Region pointing data:
⁂

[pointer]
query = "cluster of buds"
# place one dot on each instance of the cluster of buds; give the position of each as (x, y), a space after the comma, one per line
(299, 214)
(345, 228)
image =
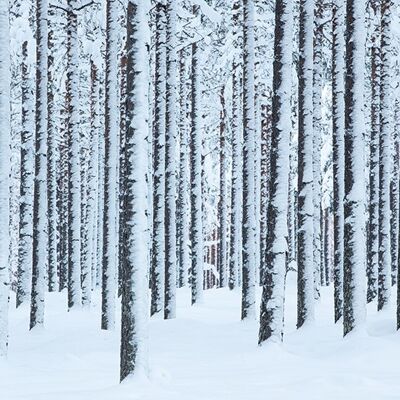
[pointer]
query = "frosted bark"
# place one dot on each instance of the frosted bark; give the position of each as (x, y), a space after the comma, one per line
(134, 324)
(5, 134)
(385, 161)
(354, 205)
(74, 169)
(305, 277)
(196, 225)
(158, 249)
(24, 272)
(170, 163)
(249, 131)
(272, 301)
(109, 268)
(338, 150)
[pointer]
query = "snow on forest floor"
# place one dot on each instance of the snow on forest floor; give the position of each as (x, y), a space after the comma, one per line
(206, 353)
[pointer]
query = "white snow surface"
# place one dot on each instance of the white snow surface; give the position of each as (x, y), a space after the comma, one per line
(206, 353)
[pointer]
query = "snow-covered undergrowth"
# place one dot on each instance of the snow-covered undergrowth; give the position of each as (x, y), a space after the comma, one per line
(206, 353)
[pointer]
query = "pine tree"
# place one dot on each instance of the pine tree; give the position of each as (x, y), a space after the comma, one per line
(305, 278)
(385, 167)
(134, 318)
(354, 225)
(39, 242)
(272, 301)
(24, 272)
(158, 256)
(338, 150)
(196, 224)
(237, 133)
(5, 134)
(74, 171)
(249, 131)
(109, 270)
(170, 165)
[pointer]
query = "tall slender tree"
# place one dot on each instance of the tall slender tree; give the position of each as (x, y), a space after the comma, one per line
(5, 135)
(305, 277)
(385, 166)
(134, 316)
(170, 165)
(272, 301)
(40, 186)
(158, 247)
(338, 150)
(109, 270)
(354, 204)
(249, 131)
(24, 272)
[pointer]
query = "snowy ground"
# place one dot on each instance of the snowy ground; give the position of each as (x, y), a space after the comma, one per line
(205, 354)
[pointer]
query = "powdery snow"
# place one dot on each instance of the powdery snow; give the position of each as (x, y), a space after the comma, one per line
(206, 353)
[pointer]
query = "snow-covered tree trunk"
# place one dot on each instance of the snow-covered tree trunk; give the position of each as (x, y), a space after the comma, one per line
(5, 134)
(373, 220)
(51, 170)
(223, 200)
(170, 162)
(249, 131)
(338, 48)
(385, 165)
(134, 324)
(109, 268)
(305, 277)
(24, 273)
(317, 123)
(157, 254)
(196, 225)
(93, 183)
(272, 301)
(74, 169)
(184, 197)
(354, 204)
(39, 244)
(237, 132)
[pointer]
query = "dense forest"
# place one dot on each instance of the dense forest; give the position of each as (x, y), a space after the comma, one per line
(153, 146)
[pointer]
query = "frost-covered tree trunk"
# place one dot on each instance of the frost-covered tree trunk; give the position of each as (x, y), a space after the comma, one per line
(93, 171)
(196, 225)
(305, 277)
(51, 171)
(24, 272)
(63, 203)
(272, 301)
(385, 165)
(157, 254)
(184, 196)
(249, 131)
(134, 324)
(5, 135)
(235, 253)
(317, 123)
(223, 200)
(74, 169)
(39, 243)
(170, 163)
(373, 220)
(394, 194)
(109, 270)
(338, 65)
(354, 204)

⁂

What you need to do:
Read the data above and pull out each line that holds the string "query".

Task output:
query = "cluster of buds"
query = "frosted bark"
query = "snow on forest floor"
query = "white snow surface"
query = "snow-covered undergrowth"
query = "pine tree"
query = "tall slender tree"
query = "snowy ground"
query = "powdery snow"
query = "snow-covered tree trunk"
query = "dense forest"
query = "frost-covered tree trunk"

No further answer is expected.